◆ ASSIGNED TASK:
Take the listing and give it again exactly, from its first line to its last line.

◆ INPUT:
--- START ---
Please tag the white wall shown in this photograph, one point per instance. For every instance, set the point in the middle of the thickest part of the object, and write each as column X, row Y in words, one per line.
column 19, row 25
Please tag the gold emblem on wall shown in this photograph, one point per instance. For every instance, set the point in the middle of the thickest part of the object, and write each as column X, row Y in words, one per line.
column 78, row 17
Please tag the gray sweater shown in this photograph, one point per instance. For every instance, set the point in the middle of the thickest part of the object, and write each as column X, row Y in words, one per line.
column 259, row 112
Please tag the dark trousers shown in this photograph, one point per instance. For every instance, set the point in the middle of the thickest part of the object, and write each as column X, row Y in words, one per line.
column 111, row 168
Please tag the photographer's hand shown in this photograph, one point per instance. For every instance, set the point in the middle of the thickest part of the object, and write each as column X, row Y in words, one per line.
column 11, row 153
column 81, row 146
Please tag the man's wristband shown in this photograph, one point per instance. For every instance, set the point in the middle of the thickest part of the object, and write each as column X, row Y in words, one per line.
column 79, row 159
--- END ---
◆ OUTPUT OF THE EXERCISE:
Please tag the white wall shown in this photograph, one point per instance. For every instance, set the point in the middle of the thickest part of the object, and write each as column X, row Y in words, one per line.
column 19, row 25
Please tag the gold emblem on wall shown in this photograph, one point per instance. For every instance, set the point in the middle of the thickest part of the object, and write each as column X, row Y in words, one per line.
column 78, row 17
Please tag the gray sweater shown in this photograph, one point per instance. For every instance, set the point in the middle of the thickest part of the object, and write each as column X, row Y in words, one per line.
column 259, row 112
Please tag the dark trousers shown in this photograph, one point per instance. For every instance, set the point in the middle of the thickest part of the object, and write each as column X, row Y in words, one per line.
column 111, row 168
Please tag the photographer's hand shown in this photograph, one point per instance. For every instance, set the point in the middle of the thickest part of the object, and write each as column X, row Y in words, one per line.
column 11, row 153
column 81, row 146
Please tag the man's wristband shown in this photograph, one point per instance. For every instance, set the point in the middle of the thickest part of the object, and write each as column X, row Y in words, one per line.
column 79, row 159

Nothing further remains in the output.